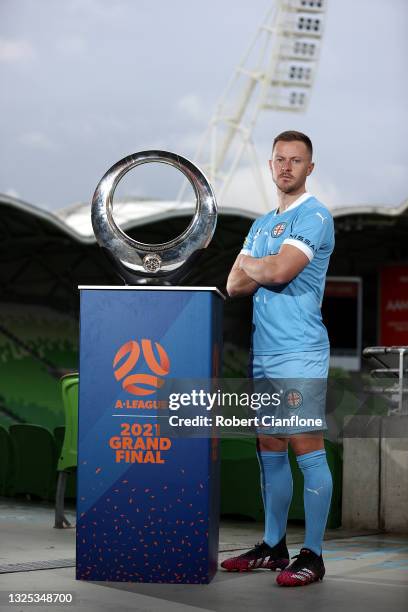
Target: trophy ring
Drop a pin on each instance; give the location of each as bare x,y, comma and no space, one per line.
167,262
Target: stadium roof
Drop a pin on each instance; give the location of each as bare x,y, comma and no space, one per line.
44,256
75,220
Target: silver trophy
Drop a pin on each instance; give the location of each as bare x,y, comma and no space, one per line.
169,262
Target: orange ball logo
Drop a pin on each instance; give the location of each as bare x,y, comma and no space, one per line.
129,354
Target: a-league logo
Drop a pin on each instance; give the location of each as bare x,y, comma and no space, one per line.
127,357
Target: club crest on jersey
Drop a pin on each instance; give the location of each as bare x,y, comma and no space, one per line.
278,229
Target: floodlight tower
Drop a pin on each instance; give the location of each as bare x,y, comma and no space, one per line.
276,73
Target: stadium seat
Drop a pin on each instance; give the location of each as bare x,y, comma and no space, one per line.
67,462
70,490
35,460
240,481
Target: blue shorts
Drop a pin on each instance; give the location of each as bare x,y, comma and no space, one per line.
299,381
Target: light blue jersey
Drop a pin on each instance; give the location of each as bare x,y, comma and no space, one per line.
287,318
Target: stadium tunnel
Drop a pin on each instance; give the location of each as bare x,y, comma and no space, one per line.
43,260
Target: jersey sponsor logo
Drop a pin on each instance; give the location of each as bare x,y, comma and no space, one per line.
293,398
278,229
303,239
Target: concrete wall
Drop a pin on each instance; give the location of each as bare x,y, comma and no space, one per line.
375,473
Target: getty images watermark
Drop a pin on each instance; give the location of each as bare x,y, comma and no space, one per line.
279,411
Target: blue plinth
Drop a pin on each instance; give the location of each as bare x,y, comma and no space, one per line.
147,504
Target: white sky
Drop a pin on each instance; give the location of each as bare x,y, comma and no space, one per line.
86,82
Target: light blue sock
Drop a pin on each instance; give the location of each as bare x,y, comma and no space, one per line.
317,496
277,489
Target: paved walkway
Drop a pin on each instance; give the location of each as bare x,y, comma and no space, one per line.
363,572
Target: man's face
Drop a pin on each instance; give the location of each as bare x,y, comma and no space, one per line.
290,165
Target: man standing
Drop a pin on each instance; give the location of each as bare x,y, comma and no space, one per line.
283,263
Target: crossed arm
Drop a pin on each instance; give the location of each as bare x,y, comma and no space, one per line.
248,272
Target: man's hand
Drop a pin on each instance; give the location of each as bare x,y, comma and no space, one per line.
275,269
239,283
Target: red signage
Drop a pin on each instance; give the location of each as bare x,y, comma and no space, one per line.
394,306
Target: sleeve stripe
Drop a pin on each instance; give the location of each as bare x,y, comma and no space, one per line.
301,246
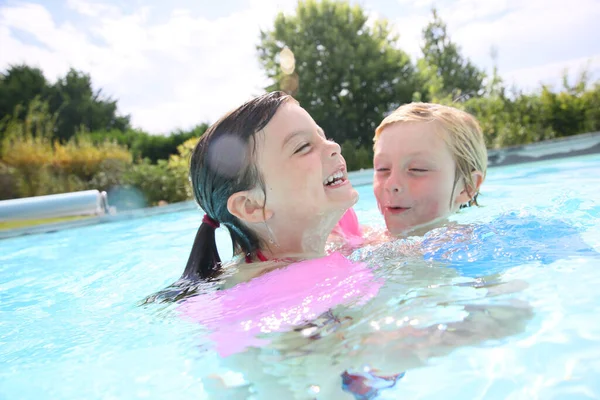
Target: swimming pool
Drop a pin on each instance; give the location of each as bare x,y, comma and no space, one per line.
72,327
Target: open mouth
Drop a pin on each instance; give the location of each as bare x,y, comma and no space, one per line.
397,210
336,179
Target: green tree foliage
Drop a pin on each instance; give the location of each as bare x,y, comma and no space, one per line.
152,147
39,164
345,71
77,106
443,71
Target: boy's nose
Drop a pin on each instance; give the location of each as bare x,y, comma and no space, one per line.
394,186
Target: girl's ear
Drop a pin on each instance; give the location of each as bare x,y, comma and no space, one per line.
248,207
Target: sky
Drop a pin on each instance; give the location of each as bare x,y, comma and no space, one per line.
172,66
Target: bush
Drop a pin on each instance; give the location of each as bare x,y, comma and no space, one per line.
39,166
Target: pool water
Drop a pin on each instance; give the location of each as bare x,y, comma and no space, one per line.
516,281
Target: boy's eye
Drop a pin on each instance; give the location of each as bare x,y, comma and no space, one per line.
302,148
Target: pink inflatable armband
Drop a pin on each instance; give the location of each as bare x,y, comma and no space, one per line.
349,228
279,300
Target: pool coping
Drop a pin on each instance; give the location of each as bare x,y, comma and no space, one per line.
566,147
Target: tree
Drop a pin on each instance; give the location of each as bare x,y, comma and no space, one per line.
443,70
80,108
72,98
346,72
19,86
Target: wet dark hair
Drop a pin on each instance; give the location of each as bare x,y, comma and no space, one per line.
222,164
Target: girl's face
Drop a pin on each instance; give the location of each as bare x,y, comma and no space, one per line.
304,173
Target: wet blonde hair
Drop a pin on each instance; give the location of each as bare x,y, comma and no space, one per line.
463,137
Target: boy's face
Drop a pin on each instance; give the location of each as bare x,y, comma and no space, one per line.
414,176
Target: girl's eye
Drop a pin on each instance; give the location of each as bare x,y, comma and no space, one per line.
302,148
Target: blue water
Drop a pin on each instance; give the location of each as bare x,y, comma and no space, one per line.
71,324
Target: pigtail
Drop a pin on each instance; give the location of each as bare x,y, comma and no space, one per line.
204,261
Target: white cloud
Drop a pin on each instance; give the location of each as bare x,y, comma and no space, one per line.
535,39
188,68
177,73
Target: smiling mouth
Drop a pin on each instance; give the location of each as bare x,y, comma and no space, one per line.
397,210
336,179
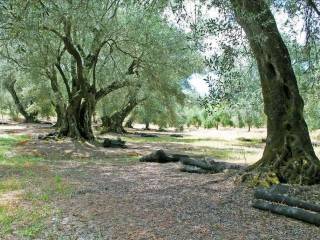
== == ==
▸ **Exercise directions**:
Your answer must be the full listing, word for word, minus any images.

▸ **Exercise output**:
Target: trophy ring
Drop a pin on each instance; give the location of each as bare x,y, comma and no space, one per line.
167,262
Target: stadium roof
Drop a pin on each instance; give the location of each as bare x,y, comma and no space, one per line.
44,256
75,220
Target: silver trophy
Drop a pin on each instance; give the location of each as bare x,y, comma and no space, one per line.
169,262
Target: orange ball logo
Drop a pin on each instance; give the location of each as bare x,y, comma and no space, one per line.
129,354
Target: a-league logo
Drop a pin on each instance; give the location of each as bare x,y, comma and no space, one per line.
127,357
Target: club crest on jersey
Drop a pin on each instance; give the location of each as bare x,y, comma and no space, one per line.
278,229
Target: floodlight tower
Drop a pin on each instance; give the location of each as bare x,y, comma and no space, one per line.
276,73
Target: stadium seat
Drop a pin on each instance; give the location of each as bare x,y, comma and no space, one per line.
67,462
70,490
35,460
240,481
Target: blue shorts
Drop a pin on each instance; give the location of each as bare x,y, comma and no space, one per line.
299,381
Target: light blue jersey
Drop a pin on each instance; give the location of each as bare x,y, comma and no space, one per line.
287,318
Target: stadium tunnel
Drop a pin on each instance; give the location of each as bare x,y, comma and no space, one per line.
43,260
Target: jersey sponsor logo
Drop a pin on each instance; give the location of each as bare x,y, comma and no space, one per line.
293,398
278,229
303,239
Target: concrete wall
Drop a pin on each instance; give the location of each as bare x,y, comma and no space, one per line.
375,473
Target: getty images watermark
Drop a pin on each instance; give the location of each as bare x,y, comma and no space, one per line.
279,411
Target: blue plinth
Drop a pin on each instance; give the location of each as bare x,y, comma and no space, one per line.
147,504
Target: white sky
Drop a pin on each instance; give the location of each as bare x,y, comma and no space, one per line.
86,82
Target: light blue sock
Drop a pin on each instance; give the location of each as bare x,y, comma and no space, one per line.
317,496
277,489
Target: paved walkway
Drop a pin on each instance; give the location of each as bare x,y, comma and no space, one per line.
363,572
Target: man's face
Drop a pin on each instance; give the location of each as bare x,y, comma and no space, one per line.
290,165
Target: man standing
Drop a pin on each instance; give the location of each as bare x,y, comma and no space, one per line.
283,263
Target: crossed arm
Drop a pin on each instance; give the location of each as bare x,y, comma and no space, one per line.
248,272
Target: man's hand
Drop a pin on each instance; give the location of each as bare x,y, comma and no space, one per line.
275,269
239,283
Target: red signage
Drop a pin on each instance; give the location of each as bare x,y, comma and no space, one per line.
394,306
Target: sleeve stripe
Drop a pin on each instance; give the location of each as bare x,y, comma and no space, one per line.
301,246
Target: swimming pool
Drop a pin on each instance; give the location of each as bare x,y, comma and no space, one per line.
72,327
Target: open mouth
Drop a pin on each instance; give the location of each as bare x,y, comma and no space, one per line.
397,210
336,179
Target: green tree foliage
Drop a pin on each instance; give the location of each as bare x,y, comma and no space, one per line.
152,147
39,164
345,71
77,106
443,71
Target: boy's nose
Drop a pin on each instance; give the location of each as bare x,y, comma and no space, one per line.
394,186
Target: girl's ear
Drop a pin on each instance; give the location of each as bare x,y, comma and no space, one per line.
248,207
Target: sky
Drop a pin on each instance; give the location of each as bare x,y, comma and no space, one per line.
172,66
Target: bush
Drop a pin on each instance; give the location of each as bare x,y, comma and no space, one per line.
39,166
Target: pool water
Drop a pin on each instance; give the location of each as bare x,y, comma and no space, one per line.
516,281
Target: boy's eye
Drop a pin on each instance; give the location of each as bare x,y, comma and no space, one per line.
302,148
Target: pink inflatable armband
Drop a pin on each instance; give the location of each as bare x,y, comma and no space, one per line.
349,228
279,300
Target: pool coping
Drop a pin on each instance; give the location of each as bare x,y, comma and no space, one per line.
566,147
Target: tree
Drop a pin on each instance; give the location of each as bare x,y, comma and no space, one per line.
443,70
80,108
72,98
346,72
19,86
Target: wet dark hair
Drop a pin on each instance; give the location of each as bare x,y, comma and no space, one per line.
222,164
Target: girl's face
Drop a pin on each instance; give the location of each as bare x,y, comma and no space, one per line.
304,173
Target: wet blonde hair
Drop a pin on each instance; give the location of each as bare x,y, comma and no space, one per line.
463,137
Target: boy's face
Drop a pin on each instance; give the location of each as bare x,y, comma and no space, one per line.
414,176
Target: girl's eye
Drop a pin on each instance; give the location of each as bare x,y, comma and no space, one per line.
302,148
Target: blue water
Drop a pin on each instance; give the location of each as bare x,y, comma and no space, one per line.
71,324
Target: pigtail
Drop a pin on each instance; give the location of each as bare x,y, comma and no space, one per line.
204,261
Target: white cloud
Drop a pin on each instance; give the location of each as bare x,y, comma and no space, one per line.
535,39
188,68
177,73
Target: smiling mouth
Drop a pin on each instance; give the location of each as bare x,y, comma and no space, one per line.
397,210
336,179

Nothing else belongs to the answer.